Exercise requirements:
One number is the whole answer: the tally of lines in the records below that contain "formation".

Dataset excerpts:
• • • • • • •
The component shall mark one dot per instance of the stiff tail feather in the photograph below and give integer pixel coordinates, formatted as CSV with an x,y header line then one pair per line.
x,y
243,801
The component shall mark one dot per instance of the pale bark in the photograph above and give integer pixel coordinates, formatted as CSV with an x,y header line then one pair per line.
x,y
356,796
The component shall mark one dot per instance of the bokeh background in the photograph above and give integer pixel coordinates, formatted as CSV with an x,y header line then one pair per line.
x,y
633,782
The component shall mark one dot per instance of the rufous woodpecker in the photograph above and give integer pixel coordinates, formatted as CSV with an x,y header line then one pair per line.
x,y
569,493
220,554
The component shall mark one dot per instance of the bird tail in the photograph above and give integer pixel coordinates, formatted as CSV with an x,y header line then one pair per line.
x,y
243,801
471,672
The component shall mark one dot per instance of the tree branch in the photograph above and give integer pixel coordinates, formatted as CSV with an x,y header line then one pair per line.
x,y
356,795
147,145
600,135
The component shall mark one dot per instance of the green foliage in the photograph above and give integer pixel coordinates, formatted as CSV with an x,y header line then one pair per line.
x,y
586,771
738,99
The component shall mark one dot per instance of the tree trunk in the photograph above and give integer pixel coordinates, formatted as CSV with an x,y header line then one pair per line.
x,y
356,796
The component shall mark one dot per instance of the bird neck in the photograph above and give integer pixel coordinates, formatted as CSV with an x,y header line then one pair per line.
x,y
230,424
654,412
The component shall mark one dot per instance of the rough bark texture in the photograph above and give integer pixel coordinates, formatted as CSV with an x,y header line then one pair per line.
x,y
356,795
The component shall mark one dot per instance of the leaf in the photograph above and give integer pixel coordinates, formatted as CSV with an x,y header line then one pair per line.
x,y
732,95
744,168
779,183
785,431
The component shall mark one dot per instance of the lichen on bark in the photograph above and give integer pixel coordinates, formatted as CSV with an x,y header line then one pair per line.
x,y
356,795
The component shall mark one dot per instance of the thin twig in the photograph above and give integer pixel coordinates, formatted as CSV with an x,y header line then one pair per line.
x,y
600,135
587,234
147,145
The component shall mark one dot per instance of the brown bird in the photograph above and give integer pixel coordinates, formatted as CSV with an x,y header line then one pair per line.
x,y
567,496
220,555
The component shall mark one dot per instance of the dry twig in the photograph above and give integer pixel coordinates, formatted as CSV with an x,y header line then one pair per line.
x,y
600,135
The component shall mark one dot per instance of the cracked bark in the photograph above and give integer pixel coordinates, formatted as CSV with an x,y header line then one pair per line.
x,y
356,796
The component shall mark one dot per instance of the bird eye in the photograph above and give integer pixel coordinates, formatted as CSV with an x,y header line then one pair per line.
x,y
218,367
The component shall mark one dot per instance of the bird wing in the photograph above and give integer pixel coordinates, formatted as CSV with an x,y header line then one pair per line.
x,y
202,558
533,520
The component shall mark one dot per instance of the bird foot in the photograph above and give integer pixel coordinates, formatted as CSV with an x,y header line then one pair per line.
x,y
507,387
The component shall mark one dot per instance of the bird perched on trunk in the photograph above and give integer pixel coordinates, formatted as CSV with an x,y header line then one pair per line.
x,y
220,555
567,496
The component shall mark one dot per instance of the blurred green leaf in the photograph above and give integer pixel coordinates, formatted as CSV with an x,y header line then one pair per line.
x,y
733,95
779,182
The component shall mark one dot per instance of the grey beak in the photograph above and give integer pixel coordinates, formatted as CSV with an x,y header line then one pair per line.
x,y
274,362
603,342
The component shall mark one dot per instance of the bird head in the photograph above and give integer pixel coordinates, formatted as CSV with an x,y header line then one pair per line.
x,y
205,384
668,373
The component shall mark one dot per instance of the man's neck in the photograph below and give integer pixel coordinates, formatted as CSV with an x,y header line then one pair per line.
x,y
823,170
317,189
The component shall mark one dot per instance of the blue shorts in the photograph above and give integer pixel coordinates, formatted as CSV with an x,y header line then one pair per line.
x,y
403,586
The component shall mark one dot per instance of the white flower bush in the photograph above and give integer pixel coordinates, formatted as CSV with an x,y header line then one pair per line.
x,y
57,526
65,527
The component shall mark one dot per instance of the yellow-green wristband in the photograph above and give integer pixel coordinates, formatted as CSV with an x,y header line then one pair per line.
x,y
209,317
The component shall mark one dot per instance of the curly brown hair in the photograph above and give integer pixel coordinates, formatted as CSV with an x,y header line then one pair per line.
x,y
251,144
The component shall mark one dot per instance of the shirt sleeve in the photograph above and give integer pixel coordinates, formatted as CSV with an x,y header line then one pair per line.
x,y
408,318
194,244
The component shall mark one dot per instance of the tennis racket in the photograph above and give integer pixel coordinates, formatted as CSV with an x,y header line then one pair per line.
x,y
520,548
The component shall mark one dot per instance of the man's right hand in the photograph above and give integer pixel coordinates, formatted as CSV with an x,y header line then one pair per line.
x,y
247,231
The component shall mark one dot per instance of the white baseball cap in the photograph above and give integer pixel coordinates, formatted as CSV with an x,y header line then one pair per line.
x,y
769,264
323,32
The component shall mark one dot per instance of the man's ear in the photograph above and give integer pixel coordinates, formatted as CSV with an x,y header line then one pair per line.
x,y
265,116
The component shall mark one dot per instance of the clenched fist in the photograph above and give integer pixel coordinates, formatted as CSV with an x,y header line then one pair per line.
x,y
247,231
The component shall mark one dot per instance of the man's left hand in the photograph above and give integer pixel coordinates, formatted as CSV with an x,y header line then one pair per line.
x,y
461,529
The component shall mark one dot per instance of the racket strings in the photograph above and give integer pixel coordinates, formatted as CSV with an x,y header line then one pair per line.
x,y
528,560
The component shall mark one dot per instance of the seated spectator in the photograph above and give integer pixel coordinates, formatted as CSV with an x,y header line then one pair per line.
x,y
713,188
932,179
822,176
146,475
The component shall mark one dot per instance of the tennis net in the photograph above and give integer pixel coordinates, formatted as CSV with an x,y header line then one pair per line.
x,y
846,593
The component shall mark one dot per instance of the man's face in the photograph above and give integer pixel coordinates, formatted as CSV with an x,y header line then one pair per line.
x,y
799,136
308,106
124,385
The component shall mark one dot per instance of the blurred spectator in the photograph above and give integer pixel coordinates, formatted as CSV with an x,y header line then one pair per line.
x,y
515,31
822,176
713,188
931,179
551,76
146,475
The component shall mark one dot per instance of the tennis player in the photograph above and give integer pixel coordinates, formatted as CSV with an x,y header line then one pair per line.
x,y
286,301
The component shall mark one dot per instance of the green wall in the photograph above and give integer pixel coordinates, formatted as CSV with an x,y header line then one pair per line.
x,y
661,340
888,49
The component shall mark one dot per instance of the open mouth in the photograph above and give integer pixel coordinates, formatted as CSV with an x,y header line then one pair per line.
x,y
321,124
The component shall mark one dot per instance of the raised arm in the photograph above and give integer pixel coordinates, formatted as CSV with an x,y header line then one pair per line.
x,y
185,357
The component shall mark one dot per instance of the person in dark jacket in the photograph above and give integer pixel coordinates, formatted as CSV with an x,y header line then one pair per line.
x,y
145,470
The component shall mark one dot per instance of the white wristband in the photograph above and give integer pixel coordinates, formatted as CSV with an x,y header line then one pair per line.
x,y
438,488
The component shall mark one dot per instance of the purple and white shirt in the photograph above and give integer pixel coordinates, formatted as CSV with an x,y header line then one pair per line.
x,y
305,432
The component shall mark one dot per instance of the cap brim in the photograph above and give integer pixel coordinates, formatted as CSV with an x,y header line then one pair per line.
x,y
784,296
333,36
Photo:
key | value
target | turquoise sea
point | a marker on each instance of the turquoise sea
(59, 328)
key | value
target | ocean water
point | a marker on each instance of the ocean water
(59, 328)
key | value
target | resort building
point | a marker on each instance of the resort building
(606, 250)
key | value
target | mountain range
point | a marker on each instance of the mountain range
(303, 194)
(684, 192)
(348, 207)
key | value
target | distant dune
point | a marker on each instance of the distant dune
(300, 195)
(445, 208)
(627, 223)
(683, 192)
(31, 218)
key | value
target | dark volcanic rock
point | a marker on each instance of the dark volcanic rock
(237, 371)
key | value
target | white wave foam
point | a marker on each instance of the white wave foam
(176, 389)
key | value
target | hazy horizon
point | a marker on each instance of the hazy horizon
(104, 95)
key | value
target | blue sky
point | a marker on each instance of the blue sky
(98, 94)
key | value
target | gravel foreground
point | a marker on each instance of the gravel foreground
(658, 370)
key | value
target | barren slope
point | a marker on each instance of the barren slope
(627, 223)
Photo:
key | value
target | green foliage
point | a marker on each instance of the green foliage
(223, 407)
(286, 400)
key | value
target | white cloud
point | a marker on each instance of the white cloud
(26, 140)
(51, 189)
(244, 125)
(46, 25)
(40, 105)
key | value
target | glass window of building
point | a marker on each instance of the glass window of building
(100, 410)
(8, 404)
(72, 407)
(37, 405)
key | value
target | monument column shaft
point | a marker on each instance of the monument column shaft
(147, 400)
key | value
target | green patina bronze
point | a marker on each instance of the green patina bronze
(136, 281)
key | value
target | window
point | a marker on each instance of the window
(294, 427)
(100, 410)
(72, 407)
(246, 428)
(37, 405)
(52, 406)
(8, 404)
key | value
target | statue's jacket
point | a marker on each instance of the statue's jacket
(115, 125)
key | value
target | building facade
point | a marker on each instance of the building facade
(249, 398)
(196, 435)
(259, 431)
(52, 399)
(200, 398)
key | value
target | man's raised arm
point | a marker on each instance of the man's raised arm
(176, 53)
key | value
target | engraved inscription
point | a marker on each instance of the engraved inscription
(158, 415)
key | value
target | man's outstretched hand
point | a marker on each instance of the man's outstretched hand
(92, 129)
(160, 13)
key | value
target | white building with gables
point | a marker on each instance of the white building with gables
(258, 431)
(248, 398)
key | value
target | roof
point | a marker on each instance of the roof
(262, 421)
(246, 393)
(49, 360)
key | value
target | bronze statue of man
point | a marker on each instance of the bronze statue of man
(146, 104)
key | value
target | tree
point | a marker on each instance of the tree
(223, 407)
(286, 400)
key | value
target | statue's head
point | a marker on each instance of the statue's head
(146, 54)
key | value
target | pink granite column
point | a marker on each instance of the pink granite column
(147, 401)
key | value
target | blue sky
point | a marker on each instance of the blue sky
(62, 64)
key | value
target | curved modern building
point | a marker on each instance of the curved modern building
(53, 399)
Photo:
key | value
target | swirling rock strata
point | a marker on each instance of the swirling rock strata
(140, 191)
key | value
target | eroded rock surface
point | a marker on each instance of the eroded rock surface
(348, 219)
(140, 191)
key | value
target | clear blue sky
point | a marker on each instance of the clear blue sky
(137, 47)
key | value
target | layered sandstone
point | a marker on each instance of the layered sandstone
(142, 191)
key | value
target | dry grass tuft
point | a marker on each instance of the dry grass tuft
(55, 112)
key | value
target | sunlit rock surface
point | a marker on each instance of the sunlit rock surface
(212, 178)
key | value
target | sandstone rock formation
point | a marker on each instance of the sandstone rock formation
• • • • • • •
Solution to the exercise:
2